*** Extrait à lire
Marceau Rivière, une épopée africaine chez Sotheby's

Publié le dimanche 16 juin 2019

Marceau Rivière a sillonné l’Afrique centrale et côtoyé tant les chefs de village que les plus éminents spécialistes européens des bois noirs -Henri Kamer, René Rasmussen, Merton Simpson, Jacques Kerchache… Homme de terrain, collectionneur et marchand, Il a réuni avec patience et discrétion une collection savante. Attention chefs-d’œuvre !

Cet article est paru dans 76 Faubourg, la Revue de Sotheby's France

par Pauline Simons

Masque Baoule, Cote d'Ivoire, estimation 2M€

Durant plus de cinquante ans, vous avez été un fervent ambassadeur de l’art africain. D’où vient cette fascination pour l’Afrique ?

D’une enfance où les animaux sauvages, la jungle et les déserts étaient encore porteurs de rêve. Comme nombre de jeunes adolescents, j’étais abonné à Tarzan et guettais tous les films avec Johnny Weissmuller. En raison des colonies françaises, on entendait beaucoup parler de l’Afrique dans les années 50 et les missionnaires étaient familiers de nos villages. Le témoignage d’un père blanc venu du Congo-Brazzaville m’avait particulièrement captivé. En commentant des plaques photographiques, il nous avait révélé certains aspects des coutumes et de la vie des autochtones dont nous ignorions tout. Pour quelle raison les petits africains préféraient-ils le sel au sucre… C’est aussi lors de cette présentation que j’ai entrevu pour la première fois un fétiche à clous : je me suis alors juré, un jour, d’en posséder un. En attendant, je m’étais contenté d’un petit masque chiné chez un marchand de peaux de lapin que j’ai toujours gardé. J’avais onze ans et cet achat m’avait valu bien des sacrifices. 

Oracle Baoulé, Côte d'Ivoire, estimation de 300 000 à 400 000 €

A cette époque, vous n’imaginiez pas vivre en Afrique et devenir collectionneur…

Le hasard a sans doute bien fait les choses. Quand j’ai été appelé en Algérie, en 1957, j’ai eu la chance d’être méhariste, poste qui était réservé aux engagés, et de rencontrer l’explorateur Francis Mazières afin de l’assister en tant que radio. Ce fut une aventure inouïe. Ensuite, j’ai découvert ce qu’étaient les fouilles : entre deux patrouilles, nous explorions les sites néolithiques et étions chargés d’envoyer notre butin –pointes de flèches, silex et pierres taillées-, au Musée national du Bardo à Alger. Cette première expérience militaire m’a donné le goût du continent africain et surtout celui du terrain : par la suite, grâce à mon métier d’ingénieur-technicien pour les compagnies aériennes Air Afrique puis UTA, j’ai passé de nombreuses années en Afrique centrale. En premier lieu au Tchad. Grâce à un ami qui gérait le parc national de Zakouma, j’ai découvert les rudiments de la faune et de la flore locales. Cela me passionnait : j’étais incollable sur toutes les espèces d’oiseaux bien avant de l’être sur la statuaire ou les masques noirs.
******
## Consigne
Dans l'entretien avec Marceau Rivière, recopiez le passage qui commence par "par Pauline Simons" et se termine par "pour l’Afrique ?", en substituant "infatigable défenseur" à "fervent ambassadeur".
*** Jeu de données
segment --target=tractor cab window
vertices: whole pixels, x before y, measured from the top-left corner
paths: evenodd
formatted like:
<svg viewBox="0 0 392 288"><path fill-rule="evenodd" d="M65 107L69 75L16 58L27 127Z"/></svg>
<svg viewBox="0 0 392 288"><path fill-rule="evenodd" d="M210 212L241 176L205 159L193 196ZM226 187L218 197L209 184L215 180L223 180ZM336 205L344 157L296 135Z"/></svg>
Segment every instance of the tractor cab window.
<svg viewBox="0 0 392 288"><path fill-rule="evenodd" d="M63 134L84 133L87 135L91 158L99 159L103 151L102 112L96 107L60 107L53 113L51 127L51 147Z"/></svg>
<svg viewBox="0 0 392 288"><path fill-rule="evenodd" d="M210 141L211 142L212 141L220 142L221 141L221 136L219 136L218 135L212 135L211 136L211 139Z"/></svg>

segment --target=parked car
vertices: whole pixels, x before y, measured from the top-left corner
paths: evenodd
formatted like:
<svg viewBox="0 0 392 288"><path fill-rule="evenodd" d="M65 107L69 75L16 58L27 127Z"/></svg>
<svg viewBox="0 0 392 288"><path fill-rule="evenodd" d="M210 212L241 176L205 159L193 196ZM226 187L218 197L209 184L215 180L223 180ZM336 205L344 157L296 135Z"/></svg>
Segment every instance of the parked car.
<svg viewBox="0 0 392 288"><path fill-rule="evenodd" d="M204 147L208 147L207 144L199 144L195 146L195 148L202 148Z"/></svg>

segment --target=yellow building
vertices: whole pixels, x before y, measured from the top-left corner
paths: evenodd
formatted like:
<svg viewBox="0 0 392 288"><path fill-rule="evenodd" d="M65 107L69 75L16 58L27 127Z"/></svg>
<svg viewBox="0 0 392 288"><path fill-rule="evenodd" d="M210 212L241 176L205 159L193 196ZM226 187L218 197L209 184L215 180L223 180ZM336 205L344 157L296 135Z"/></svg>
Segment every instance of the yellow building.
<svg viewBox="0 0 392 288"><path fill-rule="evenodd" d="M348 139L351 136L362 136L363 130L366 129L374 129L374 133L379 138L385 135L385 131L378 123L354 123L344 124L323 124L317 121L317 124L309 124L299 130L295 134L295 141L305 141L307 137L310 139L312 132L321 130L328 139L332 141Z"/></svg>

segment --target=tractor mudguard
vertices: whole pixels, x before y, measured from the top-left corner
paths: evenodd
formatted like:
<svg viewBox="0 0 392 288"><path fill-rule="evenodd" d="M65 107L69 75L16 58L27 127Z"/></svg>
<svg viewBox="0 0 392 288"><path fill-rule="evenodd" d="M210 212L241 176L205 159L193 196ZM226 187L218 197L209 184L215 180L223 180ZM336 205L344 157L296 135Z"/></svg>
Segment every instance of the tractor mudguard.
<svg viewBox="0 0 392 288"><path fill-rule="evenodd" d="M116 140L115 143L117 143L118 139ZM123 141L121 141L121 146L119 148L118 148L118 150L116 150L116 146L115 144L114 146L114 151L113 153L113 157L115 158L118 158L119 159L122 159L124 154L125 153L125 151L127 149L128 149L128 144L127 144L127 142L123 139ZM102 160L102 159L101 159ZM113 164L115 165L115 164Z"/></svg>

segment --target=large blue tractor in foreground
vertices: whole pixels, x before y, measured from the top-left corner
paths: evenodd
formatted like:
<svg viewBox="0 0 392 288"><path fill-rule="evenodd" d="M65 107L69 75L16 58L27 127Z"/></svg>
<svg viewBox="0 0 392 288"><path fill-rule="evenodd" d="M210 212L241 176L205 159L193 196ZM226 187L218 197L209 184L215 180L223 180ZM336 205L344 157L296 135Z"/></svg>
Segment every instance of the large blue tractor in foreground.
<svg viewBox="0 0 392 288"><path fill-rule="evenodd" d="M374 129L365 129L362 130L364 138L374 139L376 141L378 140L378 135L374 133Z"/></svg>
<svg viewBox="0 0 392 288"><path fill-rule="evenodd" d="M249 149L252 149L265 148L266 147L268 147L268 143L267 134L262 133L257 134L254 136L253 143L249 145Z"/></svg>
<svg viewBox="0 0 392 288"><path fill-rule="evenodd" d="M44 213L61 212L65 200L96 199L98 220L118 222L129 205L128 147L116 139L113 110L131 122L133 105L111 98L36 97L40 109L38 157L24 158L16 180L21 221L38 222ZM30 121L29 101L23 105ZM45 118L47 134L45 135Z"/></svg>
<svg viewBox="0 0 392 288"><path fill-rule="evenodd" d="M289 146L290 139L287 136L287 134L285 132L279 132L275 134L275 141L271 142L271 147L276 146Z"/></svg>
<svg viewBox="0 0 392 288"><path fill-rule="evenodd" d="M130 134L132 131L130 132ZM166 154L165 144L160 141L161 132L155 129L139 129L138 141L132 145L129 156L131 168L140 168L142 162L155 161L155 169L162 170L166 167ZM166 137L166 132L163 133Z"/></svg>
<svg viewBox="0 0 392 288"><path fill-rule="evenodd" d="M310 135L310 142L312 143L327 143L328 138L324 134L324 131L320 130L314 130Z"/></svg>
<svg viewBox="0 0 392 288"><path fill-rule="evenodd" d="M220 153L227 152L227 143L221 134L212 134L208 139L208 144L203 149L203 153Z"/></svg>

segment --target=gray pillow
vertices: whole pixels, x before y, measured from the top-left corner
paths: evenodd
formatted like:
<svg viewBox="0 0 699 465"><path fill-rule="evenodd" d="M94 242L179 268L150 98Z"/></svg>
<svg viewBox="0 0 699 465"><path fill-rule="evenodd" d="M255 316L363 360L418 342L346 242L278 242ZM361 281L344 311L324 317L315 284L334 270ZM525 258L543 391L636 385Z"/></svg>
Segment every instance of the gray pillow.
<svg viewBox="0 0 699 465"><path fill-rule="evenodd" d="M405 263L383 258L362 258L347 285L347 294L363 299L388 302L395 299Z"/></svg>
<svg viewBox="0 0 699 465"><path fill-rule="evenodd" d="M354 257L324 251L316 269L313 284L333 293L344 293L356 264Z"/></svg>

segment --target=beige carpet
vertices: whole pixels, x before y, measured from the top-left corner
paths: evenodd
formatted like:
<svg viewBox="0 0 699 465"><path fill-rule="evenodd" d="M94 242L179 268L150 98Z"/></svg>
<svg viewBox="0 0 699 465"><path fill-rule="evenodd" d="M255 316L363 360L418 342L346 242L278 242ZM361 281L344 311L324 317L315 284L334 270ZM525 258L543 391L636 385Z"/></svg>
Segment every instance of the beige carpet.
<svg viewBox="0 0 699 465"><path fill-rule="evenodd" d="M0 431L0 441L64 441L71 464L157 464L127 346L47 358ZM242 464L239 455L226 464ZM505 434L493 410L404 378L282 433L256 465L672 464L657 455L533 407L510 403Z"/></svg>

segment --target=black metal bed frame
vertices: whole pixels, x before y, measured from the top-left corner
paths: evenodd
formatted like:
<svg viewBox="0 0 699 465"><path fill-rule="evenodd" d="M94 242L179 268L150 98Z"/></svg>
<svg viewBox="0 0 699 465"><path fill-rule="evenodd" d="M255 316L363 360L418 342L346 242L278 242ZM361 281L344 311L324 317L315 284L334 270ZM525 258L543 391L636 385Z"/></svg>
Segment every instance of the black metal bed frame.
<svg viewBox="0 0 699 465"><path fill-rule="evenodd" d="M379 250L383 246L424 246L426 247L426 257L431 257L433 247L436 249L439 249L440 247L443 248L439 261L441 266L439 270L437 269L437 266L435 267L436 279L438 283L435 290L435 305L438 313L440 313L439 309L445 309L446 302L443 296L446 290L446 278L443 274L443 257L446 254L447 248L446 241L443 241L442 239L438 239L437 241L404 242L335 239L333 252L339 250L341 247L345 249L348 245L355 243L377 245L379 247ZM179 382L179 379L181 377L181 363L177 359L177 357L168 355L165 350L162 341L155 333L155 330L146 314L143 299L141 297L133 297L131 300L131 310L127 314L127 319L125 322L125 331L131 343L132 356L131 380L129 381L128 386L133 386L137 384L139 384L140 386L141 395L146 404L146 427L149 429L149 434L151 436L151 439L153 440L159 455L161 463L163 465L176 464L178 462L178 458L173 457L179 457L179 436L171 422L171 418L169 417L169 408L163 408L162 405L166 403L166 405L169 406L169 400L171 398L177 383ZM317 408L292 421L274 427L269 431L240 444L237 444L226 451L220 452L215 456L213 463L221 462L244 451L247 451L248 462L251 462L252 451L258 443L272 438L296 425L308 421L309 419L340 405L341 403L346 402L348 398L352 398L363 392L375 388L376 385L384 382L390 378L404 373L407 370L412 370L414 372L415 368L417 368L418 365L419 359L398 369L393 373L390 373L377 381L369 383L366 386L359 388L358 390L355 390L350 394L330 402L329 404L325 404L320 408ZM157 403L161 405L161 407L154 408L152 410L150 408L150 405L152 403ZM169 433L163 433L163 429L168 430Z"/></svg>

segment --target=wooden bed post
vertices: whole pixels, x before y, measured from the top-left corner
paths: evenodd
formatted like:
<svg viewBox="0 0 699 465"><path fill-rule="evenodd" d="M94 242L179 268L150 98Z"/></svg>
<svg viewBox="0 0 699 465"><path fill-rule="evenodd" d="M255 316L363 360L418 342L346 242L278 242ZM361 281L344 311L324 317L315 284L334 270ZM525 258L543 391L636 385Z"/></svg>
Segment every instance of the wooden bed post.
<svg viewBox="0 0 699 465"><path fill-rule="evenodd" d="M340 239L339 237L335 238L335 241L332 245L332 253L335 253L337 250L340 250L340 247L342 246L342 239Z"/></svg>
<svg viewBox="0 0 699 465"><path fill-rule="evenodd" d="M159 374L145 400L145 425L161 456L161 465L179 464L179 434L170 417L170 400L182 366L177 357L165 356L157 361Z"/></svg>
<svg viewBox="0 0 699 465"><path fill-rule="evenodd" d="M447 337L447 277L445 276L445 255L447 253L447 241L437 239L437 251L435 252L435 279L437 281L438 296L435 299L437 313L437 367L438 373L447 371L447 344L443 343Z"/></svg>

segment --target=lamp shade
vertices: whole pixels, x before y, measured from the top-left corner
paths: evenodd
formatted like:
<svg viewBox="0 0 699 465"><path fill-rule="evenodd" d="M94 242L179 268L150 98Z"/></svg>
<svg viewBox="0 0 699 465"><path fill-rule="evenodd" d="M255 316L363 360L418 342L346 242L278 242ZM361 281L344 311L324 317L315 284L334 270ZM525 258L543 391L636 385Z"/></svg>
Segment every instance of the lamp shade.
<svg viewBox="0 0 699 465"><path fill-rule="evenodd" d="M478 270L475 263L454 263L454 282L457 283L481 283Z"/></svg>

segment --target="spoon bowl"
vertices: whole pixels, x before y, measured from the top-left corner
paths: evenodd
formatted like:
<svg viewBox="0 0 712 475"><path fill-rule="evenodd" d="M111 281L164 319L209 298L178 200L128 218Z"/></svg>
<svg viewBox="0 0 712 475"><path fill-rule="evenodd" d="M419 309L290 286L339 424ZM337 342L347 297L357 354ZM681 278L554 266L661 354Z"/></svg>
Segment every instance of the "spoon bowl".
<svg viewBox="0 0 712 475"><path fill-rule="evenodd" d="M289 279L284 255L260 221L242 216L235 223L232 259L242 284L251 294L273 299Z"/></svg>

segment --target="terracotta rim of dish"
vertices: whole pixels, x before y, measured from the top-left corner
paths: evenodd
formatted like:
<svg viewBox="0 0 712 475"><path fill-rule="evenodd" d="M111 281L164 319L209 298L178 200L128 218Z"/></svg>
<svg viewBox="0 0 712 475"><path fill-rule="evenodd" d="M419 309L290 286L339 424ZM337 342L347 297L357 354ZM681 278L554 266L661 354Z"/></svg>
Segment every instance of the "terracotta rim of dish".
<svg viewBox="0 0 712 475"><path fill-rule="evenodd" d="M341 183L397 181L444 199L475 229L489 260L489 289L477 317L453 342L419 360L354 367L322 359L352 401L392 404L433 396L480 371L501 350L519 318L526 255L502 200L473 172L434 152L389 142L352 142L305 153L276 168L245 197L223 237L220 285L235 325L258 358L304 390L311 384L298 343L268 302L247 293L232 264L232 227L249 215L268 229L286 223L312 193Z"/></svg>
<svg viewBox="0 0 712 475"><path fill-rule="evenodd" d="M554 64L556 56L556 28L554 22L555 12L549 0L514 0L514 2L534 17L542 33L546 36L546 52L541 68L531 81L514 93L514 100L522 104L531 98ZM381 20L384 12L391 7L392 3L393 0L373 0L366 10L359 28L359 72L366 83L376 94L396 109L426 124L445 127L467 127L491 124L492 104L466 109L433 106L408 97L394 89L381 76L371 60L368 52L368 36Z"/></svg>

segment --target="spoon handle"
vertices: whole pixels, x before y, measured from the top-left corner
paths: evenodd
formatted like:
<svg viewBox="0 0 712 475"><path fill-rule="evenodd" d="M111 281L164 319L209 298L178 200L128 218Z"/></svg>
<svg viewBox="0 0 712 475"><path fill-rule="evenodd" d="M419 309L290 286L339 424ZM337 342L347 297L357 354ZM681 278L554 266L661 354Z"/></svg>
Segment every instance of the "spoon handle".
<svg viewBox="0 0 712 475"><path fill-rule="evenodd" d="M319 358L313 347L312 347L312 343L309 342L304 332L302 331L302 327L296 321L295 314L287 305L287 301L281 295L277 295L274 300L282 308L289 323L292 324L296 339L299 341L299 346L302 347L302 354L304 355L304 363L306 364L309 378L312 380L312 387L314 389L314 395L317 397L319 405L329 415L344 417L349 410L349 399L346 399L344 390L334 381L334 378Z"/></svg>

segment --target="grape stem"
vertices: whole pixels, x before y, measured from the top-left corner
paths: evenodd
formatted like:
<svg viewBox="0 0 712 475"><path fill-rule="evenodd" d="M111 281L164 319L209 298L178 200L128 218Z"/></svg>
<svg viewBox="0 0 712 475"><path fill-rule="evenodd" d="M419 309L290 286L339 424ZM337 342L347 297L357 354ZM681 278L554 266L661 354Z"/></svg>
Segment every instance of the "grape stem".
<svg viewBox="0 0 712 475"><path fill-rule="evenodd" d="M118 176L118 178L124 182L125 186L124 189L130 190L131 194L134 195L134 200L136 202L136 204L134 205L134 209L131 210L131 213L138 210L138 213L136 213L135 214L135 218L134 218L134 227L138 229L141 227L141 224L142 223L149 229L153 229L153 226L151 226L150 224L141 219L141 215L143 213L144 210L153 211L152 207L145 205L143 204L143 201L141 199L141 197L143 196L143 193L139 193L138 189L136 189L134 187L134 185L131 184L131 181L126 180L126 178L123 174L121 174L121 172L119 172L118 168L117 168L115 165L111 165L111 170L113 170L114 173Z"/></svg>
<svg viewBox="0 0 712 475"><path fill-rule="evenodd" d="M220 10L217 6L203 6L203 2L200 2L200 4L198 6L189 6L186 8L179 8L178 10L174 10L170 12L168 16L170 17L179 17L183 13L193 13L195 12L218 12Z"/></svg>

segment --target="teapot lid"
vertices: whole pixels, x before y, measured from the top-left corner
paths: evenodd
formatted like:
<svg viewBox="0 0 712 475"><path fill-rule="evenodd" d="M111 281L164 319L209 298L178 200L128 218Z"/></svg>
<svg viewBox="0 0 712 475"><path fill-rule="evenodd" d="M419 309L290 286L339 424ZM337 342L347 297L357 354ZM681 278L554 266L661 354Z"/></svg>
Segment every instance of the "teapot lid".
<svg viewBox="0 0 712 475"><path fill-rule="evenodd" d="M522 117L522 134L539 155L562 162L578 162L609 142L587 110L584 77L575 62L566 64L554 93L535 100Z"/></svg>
******
## Réponse
par Pauline Simons

Masque Baoule, Cote d'Ivoire, estimation 2M€

Durant plus de cinquante ans, vous avez été un infatigable défenseur de l’art africain. D’où vient cette fascination pour l’Afrique ?